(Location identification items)
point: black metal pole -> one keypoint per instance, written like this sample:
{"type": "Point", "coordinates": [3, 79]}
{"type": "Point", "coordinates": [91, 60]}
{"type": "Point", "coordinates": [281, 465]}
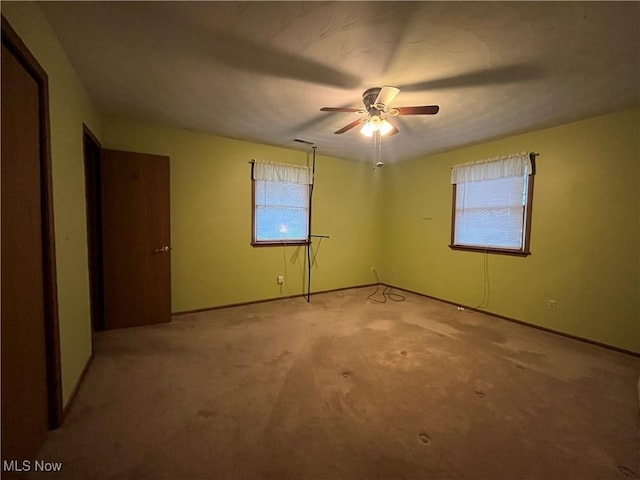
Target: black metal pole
{"type": "Point", "coordinates": [313, 180]}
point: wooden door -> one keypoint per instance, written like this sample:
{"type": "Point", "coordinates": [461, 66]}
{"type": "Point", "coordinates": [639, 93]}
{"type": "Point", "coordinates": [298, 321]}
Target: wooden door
{"type": "Point", "coordinates": [136, 239]}
{"type": "Point", "coordinates": [25, 302]}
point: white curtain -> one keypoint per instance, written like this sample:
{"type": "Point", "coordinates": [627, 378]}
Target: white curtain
{"type": "Point", "coordinates": [515, 165]}
{"type": "Point", "coordinates": [281, 172]}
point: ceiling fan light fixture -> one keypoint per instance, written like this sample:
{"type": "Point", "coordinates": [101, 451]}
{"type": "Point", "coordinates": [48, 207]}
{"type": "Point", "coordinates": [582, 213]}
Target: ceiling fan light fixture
{"type": "Point", "coordinates": [376, 124]}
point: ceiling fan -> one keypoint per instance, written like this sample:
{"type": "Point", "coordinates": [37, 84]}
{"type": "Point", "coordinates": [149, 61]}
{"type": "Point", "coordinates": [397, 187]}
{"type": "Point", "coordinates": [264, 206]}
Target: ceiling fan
{"type": "Point", "coordinates": [376, 106]}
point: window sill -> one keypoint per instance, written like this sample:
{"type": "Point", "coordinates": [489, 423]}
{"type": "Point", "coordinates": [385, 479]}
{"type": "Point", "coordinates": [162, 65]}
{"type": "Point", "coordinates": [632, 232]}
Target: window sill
{"type": "Point", "coordinates": [499, 251]}
{"type": "Point", "coordinates": [278, 243]}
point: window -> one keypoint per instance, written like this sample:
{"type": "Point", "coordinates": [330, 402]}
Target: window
{"type": "Point", "coordinates": [492, 205]}
{"type": "Point", "coordinates": [280, 203]}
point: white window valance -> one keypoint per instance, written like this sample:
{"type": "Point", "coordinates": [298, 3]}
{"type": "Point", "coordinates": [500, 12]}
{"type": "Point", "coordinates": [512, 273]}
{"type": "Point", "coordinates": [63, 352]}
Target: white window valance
{"type": "Point", "coordinates": [281, 172]}
{"type": "Point", "coordinates": [514, 165]}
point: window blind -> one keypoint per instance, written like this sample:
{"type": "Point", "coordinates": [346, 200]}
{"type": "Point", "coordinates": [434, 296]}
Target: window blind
{"type": "Point", "coordinates": [281, 202]}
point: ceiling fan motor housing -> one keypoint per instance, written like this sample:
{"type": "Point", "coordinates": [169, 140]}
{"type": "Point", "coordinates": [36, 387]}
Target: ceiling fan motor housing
{"type": "Point", "coordinates": [369, 98]}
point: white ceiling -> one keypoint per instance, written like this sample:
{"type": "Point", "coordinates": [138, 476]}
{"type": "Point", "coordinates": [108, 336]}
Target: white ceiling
{"type": "Point", "coordinates": [261, 71]}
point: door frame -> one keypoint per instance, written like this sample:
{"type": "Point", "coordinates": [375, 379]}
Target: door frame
{"type": "Point", "coordinates": [93, 196]}
{"type": "Point", "coordinates": [16, 46]}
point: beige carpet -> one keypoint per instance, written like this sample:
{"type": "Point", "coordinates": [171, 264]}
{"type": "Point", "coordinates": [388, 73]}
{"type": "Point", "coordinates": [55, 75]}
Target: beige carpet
{"type": "Point", "coordinates": [345, 388]}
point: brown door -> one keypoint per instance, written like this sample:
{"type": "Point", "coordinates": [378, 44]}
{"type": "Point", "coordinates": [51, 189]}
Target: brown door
{"type": "Point", "coordinates": [25, 415]}
{"type": "Point", "coordinates": [136, 239]}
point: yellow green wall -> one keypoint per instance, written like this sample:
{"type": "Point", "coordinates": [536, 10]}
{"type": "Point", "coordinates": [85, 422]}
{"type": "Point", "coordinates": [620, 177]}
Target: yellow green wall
{"type": "Point", "coordinates": [212, 260]}
{"type": "Point", "coordinates": [70, 106]}
{"type": "Point", "coordinates": [585, 237]}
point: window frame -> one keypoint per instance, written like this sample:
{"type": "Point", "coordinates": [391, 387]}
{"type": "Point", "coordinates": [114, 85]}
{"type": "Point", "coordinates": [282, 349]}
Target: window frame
{"type": "Point", "coordinates": [274, 243]}
{"type": "Point", "coordinates": [526, 236]}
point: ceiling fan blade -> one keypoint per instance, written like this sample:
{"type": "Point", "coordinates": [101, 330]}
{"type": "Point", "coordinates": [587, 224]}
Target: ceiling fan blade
{"type": "Point", "coordinates": [386, 95]}
{"type": "Point", "coordinates": [346, 128]}
{"type": "Point", "coordinates": [339, 109]}
{"type": "Point", "coordinates": [421, 110]}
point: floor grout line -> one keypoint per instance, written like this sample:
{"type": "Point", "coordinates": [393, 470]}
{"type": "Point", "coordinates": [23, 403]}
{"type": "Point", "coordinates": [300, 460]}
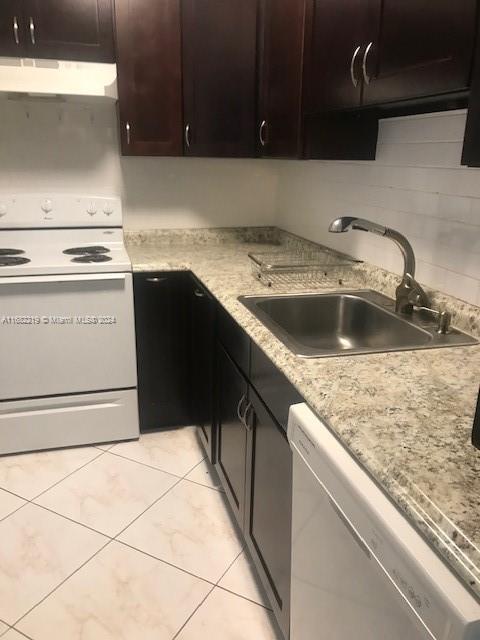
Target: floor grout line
{"type": "Point", "coordinates": [175, 475]}
{"type": "Point", "coordinates": [62, 582]}
{"type": "Point", "coordinates": [170, 564]}
{"type": "Point", "coordinates": [62, 515]}
{"type": "Point", "coordinates": [208, 594]}
{"type": "Point", "coordinates": [67, 476]}
{"type": "Point", "coordinates": [240, 595]}
{"type": "Point", "coordinates": [110, 539]}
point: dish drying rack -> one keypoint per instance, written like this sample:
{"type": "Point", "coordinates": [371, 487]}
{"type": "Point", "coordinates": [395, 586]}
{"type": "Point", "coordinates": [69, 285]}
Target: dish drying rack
{"type": "Point", "coordinates": [290, 267]}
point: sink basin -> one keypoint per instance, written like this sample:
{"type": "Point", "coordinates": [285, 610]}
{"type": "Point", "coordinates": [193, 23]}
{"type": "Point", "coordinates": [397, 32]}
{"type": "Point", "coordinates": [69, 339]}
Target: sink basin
{"type": "Point", "coordinates": [346, 323]}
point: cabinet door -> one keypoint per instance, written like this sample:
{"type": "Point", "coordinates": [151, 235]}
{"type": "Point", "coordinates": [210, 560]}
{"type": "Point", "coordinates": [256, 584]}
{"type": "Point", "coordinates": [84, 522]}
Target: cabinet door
{"type": "Point", "coordinates": [70, 29]}
{"type": "Point", "coordinates": [162, 325]}
{"type": "Point", "coordinates": [232, 392]}
{"type": "Point", "coordinates": [12, 29]}
{"type": "Point", "coordinates": [219, 75]}
{"type": "Point", "coordinates": [269, 507]}
{"type": "Point", "coordinates": [150, 77]}
{"type": "Point", "coordinates": [281, 71]}
{"type": "Point", "coordinates": [203, 357]}
{"type": "Point", "coordinates": [340, 32]}
{"type": "Point", "coordinates": [425, 48]}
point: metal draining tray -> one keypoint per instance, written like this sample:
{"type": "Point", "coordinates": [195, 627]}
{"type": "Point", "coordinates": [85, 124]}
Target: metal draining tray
{"type": "Point", "coordinates": [292, 267]}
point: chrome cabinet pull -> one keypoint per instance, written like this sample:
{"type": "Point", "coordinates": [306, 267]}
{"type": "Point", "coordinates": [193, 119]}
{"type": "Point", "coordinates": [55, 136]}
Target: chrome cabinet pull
{"type": "Point", "coordinates": [352, 67]}
{"type": "Point", "coordinates": [15, 30]}
{"type": "Point", "coordinates": [364, 63]}
{"type": "Point", "coordinates": [246, 421]}
{"type": "Point", "coordinates": [155, 280]}
{"type": "Point", "coordinates": [32, 30]}
{"type": "Point", "coordinates": [261, 132]}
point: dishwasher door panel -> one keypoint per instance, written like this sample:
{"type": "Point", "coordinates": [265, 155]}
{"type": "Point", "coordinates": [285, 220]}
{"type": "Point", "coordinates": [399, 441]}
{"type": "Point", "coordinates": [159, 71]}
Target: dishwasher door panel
{"type": "Point", "coordinates": [339, 589]}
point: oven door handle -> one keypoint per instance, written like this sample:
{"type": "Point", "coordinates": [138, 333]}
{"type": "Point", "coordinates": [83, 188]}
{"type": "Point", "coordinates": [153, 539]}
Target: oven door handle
{"type": "Point", "coordinates": [84, 277]}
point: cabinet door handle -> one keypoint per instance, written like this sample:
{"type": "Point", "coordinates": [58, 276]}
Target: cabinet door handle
{"type": "Point", "coordinates": [241, 416]}
{"type": "Point", "coordinates": [352, 67]}
{"type": "Point", "coordinates": [246, 420]}
{"type": "Point", "coordinates": [364, 63]}
{"type": "Point", "coordinates": [261, 133]}
{"type": "Point", "coordinates": [15, 30]}
{"type": "Point", "coordinates": [32, 30]}
{"type": "Point", "coordinates": [155, 280]}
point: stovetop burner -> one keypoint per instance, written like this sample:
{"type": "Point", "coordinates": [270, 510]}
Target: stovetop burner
{"type": "Point", "coordinates": [12, 261]}
{"type": "Point", "coordinates": [10, 252]}
{"type": "Point", "coordinates": [99, 257]}
{"type": "Point", "coordinates": [86, 251]}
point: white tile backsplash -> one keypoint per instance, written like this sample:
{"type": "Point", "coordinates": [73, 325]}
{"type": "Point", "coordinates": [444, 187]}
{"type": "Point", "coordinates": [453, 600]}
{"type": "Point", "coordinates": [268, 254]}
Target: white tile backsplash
{"type": "Point", "coordinates": [65, 147]}
{"type": "Point", "coordinates": [416, 185]}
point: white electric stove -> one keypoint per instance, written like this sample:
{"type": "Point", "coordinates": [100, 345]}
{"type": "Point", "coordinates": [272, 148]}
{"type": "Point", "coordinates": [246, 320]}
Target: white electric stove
{"type": "Point", "coordinates": [67, 332]}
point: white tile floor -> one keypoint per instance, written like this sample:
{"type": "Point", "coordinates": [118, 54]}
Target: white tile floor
{"type": "Point", "coordinates": [126, 542]}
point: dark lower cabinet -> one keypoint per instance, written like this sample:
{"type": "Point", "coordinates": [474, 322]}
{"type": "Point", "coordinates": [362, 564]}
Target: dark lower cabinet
{"type": "Point", "coordinates": [203, 327]}
{"type": "Point", "coordinates": [219, 77]}
{"type": "Point", "coordinates": [269, 506]}
{"type": "Point", "coordinates": [232, 394]}
{"type": "Point", "coordinates": [162, 322]}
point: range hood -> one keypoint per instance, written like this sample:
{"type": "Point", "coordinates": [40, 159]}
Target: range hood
{"type": "Point", "coordinates": [58, 78]}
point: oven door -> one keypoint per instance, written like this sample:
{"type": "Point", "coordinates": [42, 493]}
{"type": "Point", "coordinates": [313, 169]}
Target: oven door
{"type": "Point", "coordinates": [66, 334]}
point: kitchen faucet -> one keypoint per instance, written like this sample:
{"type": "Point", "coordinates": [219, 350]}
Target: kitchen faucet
{"type": "Point", "coordinates": [409, 293]}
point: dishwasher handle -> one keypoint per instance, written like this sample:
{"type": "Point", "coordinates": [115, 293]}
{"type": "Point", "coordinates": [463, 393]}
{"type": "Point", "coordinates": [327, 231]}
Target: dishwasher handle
{"type": "Point", "coordinates": [350, 528]}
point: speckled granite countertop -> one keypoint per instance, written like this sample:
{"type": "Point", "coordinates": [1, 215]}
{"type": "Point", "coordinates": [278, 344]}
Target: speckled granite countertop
{"type": "Point", "coordinates": [407, 416]}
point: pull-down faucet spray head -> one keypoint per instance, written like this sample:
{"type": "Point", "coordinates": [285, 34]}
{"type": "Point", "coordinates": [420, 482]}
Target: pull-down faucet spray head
{"type": "Point", "coordinates": [409, 292]}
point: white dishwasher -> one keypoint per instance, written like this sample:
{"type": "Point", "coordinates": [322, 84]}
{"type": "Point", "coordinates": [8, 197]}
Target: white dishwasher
{"type": "Point", "coordinates": [359, 569]}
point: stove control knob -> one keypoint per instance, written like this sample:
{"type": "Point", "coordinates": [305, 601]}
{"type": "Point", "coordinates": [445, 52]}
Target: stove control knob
{"type": "Point", "coordinates": [92, 209]}
{"type": "Point", "coordinates": [47, 206]}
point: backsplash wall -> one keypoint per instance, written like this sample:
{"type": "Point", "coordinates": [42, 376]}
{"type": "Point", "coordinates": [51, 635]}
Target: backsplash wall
{"type": "Point", "coordinates": [55, 146]}
{"type": "Point", "coordinates": [416, 185]}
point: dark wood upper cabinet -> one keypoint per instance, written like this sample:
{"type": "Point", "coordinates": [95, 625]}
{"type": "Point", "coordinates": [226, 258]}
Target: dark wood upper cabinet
{"type": "Point", "coordinates": [339, 32]}
{"type": "Point", "coordinates": [424, 49]}
{"type": "Point", "coordinates": [280, 78]}
{"type": "Point", "coordinates": [148, 38]}
{"type": "Point", "coordinates": [12, 42]}
{"type": "Point", "coordinates": [69, 29]}
{"type": "Point", "coordinates": [219, 77]}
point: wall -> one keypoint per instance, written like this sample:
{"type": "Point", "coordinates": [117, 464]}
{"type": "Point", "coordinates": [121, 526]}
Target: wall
{"type": "Point", "coordinates": [71, 147]}
{"type": "Point", "coordinates": [416, 185]}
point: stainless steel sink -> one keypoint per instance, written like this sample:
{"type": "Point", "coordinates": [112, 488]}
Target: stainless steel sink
{"type": "Point", "coordinates": [347, 323]}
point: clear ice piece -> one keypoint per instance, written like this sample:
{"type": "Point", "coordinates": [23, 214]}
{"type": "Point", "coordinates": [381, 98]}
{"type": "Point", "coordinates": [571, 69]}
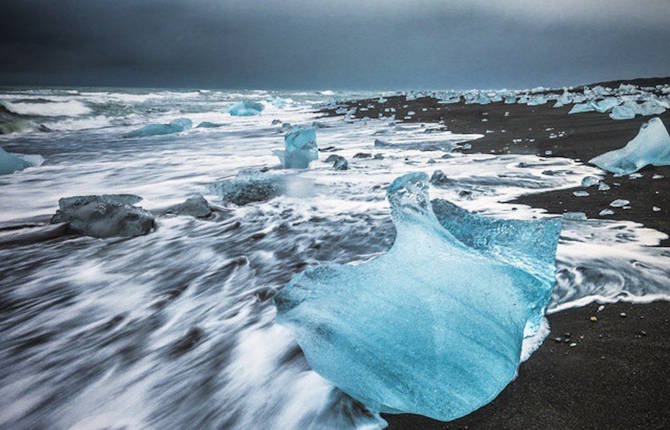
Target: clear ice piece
{"type": "Point", "coordinates": [435, 326]}
{"type": "Point", "coordinates": [650, 146]}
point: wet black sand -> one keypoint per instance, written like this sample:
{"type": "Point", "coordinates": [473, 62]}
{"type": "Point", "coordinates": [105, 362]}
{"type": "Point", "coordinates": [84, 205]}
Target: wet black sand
{"type": "Point", "coordinates": [617, 375]}
{"type": "Point", "coordinates": [586, 135]}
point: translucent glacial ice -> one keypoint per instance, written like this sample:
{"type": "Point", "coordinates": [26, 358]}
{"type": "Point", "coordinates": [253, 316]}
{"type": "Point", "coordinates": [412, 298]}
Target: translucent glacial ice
{"type": "Point", "coordinates": [106, 215]}
{"type": "Point", "coordinates": [10, 163]}
{"type": "Point", "coordinates": [624, 111]}
{"type": "Point", "coordinates": [435, 326]}
{"type": "Point", "coordinates": [246, 108]}
{"type": "Point", "coordinates": [301, 148]}
{"type": "Point", "coordinates": [650, 146]}
{"type": "Point", "coordinates": [606, 104]}
{"type": "Point", "coordinates": [176, 126]}
{"type": "Point", "coordinates": [248, 187]}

_What is being asked_. Output exactly the lines above, from the one holding "point: translucent glacial" through the end of the data, including the first and last.

_Response to this task_.
point: translucent glacial ice -> one keypoint per instance, written like this sample:
{"type": "Point", "coordinates": [26, 358]}
{"type": "Point", "coordinates": [253, 316]}
{"type": "Point", "coordinates": [412, 298]}
Target: translucent glacial ice
{"type": "Point", "coordinates": [106, 215]}
{"type": "Point", "coordinates": [10, 163]}
{"type": "Point", "coordinates": [624, 111]}
{"type": "Point", "coordinates": [435, 326]}
{"type": "Point", "coordinates": [246, 108]}
{"type": "Point", "coordinates": [301, 148]}
{"type": "Point", "coordinates": [650, 146]}
{"type": "Point", "coordinates": [606, 104]}
{"type": "Point", "coordinates": [176, 126]}
{"type": "Point", "coordinates": [248, 187]}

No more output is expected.